**Supplied text:**
==*==

The Company commenced operations on October 1, 1996. JRNV contributed $1
million for the purchase of certain intangible assets from Owens (Note 2) to
the Company for a 70 percent ownership interest in the Company. Owens
contributed certain rights in the Crook and Chase Country CountDown show and
certain of their affiliate agreements for a 30 percent ownership interest in
the Company. In August 1997, Owens contributed 2/3 of its ownership interest
in the Company to JRNV in payment of certain programming and production
costs for which Owens was responsible under the original agreement. After
this contribution, JRNV and Owens had a 90% and 10% ownership interest,
respectively, in the Company. Profits, losses and distributions of the
Company have been and will be allocated in accordance with the respective
ownership interests of the members.
In July 1998, JIN issued $100 million of 11 3/4% Senior Secured Notes due
July 1, 2005 (the "Notes"), which were fully and unconditionally guaranteed
on a joint and several basis by certain of JIN's subsidiaries, including the
Company. This Form 10-Q is being filed by the Company in accordance with
requirements of the Securities and Exchange Commission pronouncements
relating to the obligations of subsidiary guarantors of publicly traded debt
securities that are not wholly-owned to file periodic reports under the
Securities Exchange Act of 1934 as amended. The Company meets the conditions
set forth in General Instructions H (1)(a) and (b) of Form 10-Q and is
therefore filing this form with the reduced disclosure format. The
accompanying statements of financial position as of December 31, 1997 and
September 30, 1998, the statements of operations for the three and nine
months ended September 30, 1997 and 1998, and the statements of cash flows
for the nine months ended September 30, 1997 and 1998, are unaudited. This
Form 10-Q is being filed in conformity with the SEC requirements for
unaudited financial statements and does not contain all of the necessary
footnote disclosures required for a complete presentation of the Statements
of Financial Position, Statements of Operations and Statements of Cash Flows
in conformity with generally accepted accounting principles. However, in the
opinion of management, these statements include all adjustments, consisting
of normal recurring adjustments, necessary for the fair presentation of
results for these interim periods. The results of operations for the three
and nine months ended September 30, 1998 are not necessarily indicative of
results to be expected for the entire year, or for any other interim period.

==*==

**Source material:**
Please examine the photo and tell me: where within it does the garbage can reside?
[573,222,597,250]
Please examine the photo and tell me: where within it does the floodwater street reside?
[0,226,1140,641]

==*==

**Exercise requirements:**
(1) According to the filing excerpt, what ownership interests did JRNV and Owens hold after Owens's contribution in August 1997?
(2) Extract the part of the filing excerpt that opens with the words containing "The Company commenced" and closes with "of the members.".
These lines come from a source separate from the filing excerpt.

**Outputs:**
(1) JRNV held a 90% ownership interest and Owens held 10%.

(2)
The Company commenced operations on October 1, 1996. JRNV contributed $1
million for the purchase of certain intangible assets from Owens (Note 2) to
the Company for a 70 percent ownership interest in the Company. Owens
contributed certain rights in the Crook and Chase Country CountDown show and
certain of their affiliate agreements for a 30 percent ownership interest in
the Company. In August 1997, Owens contributed 2/3 of its ownership interest
in the Company to JRNV in payment of certain programming and production
costs for which Owens was responsible under the original agreement. After
this contribution, JRNV and Owens had a 90% and 10% ownership interest,
respectively, in the Company. Profits, losses and distributions of the
Company have been and will be allocated in accordance with the respective
ownership interests of the members.